### Objective:
Could you write out, word for word, the lines of the records below, from the line that contains "Every instance of the river gets" through the end of the records?

### Extracted information:
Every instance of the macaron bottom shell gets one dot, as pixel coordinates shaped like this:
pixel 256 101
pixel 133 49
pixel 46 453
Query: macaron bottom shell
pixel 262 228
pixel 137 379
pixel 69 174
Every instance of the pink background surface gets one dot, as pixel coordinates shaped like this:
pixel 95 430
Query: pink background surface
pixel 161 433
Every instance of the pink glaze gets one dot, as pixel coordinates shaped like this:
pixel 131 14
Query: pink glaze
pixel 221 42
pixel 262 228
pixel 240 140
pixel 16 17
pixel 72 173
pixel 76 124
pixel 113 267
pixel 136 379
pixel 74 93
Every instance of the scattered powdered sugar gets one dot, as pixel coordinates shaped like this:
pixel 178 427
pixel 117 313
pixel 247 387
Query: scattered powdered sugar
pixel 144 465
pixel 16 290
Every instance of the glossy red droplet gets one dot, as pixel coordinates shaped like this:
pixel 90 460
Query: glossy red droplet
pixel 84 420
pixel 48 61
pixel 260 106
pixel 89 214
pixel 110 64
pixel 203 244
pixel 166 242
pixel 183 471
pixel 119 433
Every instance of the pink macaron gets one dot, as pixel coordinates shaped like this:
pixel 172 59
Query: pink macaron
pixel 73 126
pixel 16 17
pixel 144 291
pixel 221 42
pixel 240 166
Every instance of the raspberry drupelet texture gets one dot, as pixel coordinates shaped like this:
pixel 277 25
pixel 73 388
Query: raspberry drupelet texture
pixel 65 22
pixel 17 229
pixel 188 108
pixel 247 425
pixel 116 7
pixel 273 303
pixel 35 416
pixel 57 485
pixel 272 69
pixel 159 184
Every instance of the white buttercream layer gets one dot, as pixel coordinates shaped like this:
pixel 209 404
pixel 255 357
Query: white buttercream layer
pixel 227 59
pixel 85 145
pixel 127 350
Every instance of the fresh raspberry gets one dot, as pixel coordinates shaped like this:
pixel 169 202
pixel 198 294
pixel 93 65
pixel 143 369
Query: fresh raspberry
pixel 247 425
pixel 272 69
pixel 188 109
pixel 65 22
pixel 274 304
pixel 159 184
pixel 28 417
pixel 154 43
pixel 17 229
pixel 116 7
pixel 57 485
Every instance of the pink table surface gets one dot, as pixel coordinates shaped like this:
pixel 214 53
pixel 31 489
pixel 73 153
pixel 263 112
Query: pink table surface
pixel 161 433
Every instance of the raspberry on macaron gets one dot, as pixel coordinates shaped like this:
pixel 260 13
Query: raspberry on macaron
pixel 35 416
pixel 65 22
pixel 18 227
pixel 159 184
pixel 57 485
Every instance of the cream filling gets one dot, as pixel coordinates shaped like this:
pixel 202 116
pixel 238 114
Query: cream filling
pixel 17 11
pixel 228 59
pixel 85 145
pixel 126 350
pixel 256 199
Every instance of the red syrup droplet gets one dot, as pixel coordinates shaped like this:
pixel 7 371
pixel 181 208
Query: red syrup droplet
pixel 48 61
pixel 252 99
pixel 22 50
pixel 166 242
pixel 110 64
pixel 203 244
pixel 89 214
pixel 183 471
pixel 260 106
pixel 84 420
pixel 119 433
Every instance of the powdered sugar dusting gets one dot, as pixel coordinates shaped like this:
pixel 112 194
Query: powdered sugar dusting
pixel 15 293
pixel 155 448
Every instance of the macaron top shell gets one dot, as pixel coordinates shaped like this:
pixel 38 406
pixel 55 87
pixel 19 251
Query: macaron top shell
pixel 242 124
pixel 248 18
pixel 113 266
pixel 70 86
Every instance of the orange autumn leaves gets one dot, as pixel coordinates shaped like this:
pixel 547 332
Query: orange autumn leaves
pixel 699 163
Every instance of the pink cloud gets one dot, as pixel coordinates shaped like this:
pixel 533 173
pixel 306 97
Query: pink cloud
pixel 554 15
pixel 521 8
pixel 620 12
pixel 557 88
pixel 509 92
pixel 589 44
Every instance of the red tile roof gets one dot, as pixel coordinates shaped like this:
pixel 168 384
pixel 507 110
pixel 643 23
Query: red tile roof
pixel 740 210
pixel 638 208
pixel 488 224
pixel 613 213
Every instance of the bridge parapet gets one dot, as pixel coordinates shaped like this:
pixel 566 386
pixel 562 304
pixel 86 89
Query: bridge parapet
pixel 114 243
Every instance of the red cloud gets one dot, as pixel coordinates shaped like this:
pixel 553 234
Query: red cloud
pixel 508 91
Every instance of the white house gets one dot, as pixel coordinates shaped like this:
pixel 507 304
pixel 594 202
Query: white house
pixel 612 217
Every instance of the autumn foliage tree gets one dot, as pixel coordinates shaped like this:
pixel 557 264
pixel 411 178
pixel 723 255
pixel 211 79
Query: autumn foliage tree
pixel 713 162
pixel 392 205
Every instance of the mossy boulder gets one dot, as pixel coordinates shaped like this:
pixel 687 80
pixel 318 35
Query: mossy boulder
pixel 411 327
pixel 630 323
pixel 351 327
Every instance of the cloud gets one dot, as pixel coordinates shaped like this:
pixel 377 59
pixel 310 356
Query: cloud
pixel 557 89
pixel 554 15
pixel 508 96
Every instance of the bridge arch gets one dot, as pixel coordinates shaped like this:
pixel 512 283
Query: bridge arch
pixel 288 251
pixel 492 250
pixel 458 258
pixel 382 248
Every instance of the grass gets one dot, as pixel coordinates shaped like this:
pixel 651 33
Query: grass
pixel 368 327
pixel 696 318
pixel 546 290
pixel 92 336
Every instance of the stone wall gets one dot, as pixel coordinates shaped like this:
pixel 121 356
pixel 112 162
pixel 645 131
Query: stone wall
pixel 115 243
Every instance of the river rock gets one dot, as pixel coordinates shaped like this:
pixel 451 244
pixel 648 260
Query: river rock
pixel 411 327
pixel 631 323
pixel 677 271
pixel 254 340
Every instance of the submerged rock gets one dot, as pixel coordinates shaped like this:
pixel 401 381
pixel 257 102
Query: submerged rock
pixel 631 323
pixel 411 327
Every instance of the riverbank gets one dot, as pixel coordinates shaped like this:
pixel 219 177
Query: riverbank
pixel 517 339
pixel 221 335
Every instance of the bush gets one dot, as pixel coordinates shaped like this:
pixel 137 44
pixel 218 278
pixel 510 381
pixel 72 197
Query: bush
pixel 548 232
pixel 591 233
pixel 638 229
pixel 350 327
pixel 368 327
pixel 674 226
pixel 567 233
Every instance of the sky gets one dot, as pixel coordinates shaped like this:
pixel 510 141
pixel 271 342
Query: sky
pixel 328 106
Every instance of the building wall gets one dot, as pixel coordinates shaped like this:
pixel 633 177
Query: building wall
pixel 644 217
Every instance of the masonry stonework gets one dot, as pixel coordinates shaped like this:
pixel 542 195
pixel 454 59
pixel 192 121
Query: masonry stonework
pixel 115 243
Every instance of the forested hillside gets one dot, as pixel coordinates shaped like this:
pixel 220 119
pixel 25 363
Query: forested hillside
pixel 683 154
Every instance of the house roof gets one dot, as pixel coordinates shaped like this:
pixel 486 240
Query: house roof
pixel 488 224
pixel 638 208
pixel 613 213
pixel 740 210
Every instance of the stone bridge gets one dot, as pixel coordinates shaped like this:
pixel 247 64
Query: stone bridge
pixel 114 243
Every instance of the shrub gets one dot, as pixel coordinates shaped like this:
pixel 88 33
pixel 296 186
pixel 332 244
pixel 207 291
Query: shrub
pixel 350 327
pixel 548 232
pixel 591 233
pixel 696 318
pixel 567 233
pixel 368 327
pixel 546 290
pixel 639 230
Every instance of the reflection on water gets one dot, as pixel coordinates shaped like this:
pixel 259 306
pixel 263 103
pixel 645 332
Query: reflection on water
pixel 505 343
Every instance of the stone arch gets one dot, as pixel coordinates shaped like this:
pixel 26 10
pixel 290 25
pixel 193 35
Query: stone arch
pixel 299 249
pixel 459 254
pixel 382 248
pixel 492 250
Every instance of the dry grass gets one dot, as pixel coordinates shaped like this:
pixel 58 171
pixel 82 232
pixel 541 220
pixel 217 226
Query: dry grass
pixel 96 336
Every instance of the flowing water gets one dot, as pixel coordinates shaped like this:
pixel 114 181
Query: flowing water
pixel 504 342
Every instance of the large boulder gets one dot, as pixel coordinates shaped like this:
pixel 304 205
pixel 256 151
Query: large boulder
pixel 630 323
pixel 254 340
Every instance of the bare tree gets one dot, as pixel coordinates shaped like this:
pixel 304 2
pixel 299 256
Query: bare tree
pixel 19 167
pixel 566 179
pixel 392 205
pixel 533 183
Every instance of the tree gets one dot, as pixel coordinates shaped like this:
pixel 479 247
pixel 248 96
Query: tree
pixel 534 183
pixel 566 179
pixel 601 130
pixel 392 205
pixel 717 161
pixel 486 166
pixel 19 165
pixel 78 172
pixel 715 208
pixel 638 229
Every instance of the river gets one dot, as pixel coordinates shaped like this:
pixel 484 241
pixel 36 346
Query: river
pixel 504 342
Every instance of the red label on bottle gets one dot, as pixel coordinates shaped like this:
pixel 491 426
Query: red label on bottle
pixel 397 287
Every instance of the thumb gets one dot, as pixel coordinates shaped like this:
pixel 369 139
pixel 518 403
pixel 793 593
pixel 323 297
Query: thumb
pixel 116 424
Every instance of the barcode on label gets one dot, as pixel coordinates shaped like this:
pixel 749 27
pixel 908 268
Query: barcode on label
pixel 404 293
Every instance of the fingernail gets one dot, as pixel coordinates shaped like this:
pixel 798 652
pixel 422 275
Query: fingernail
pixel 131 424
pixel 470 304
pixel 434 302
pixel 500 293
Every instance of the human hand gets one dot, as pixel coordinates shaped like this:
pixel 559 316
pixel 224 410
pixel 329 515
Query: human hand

### Exercise output:
Every instance of the river gets one dot, as pixel coordinates shaped like this:
pixel 484 241
pixel 36 346
Query: river
pixel 504 342
Every instance of the red label on bottle gets one dot, as pixel coordinates shaped like this:
pixel 491 426
Query: red label on bottle
pixel 397 287
Every instance of the thumb gets one dot, as pixel coordinates shaped like this:
pixel 369 139
pixel 518 403
pixel 793 593
pixel 323 297
Query: thumb
pixel 116 424
Every instance of the barcode on label gets one dot, as pixel coordinates shaped like this:
pixel 749 27
pixel 908 268
Query: barcode on label
pixel 404 293
Every instance of the fingernail gets one dot, as pixel coordinates shaped like this:
pixel 798 652
pixel 422 275
Query: fingernail
pixel 131 424
pixel 470 304
pixel 434 302
pixel 500 293
Every instance of the human hand gets one dot, as pixel coordinates shaped like this:
pixel 559 316
pixel 224 410
pixel 329 515
Query: human hand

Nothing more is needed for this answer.